What this task involves: What is needed is an exact copy of the records, with the images left out.

Data in this exercise:
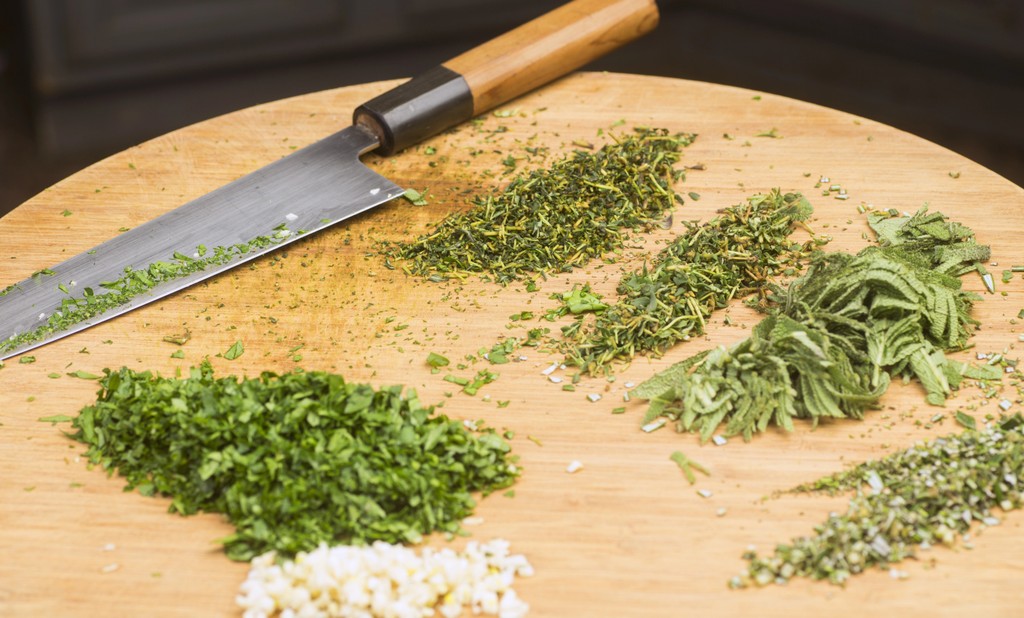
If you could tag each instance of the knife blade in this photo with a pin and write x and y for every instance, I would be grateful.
(311, 188)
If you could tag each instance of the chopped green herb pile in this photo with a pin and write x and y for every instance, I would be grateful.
(838, 335)
(701, 270)
(294, 459)
(553, 220)
(75, 309)
(929, 494)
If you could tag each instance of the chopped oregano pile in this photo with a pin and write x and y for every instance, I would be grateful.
(76, 309)
(708, 265)
(294, 459)
(929, 494)
(557, 219)
(830, 345)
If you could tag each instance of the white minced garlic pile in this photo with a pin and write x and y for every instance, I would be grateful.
(386, 581)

Exercise answer:
If you could tag each instance of the knife blade in this photo with a pin and write x and y for every instance, I would be grateful.
(311, 188)
If you could tag each instance of the chopped green herb pile in this photo with a pin and write x and y for every instance, I would be grateful.
(838, 335)
(701, 270)
(294, 459)
(553, 220)
(75, 309)
(929, 494)
If you could tag each instance of the chopped oregano pile in this photo with a pin and write x and y for every instance, I would be grateful.
(76, 309)
(708, 265)
(294, 459)
(929, 494)
(557, 219)
(830, 345)
If you could tag each instance of the white minced garlic pile in this photo with a pin and write x and y for every instance, I would be grateful.
(386, 581)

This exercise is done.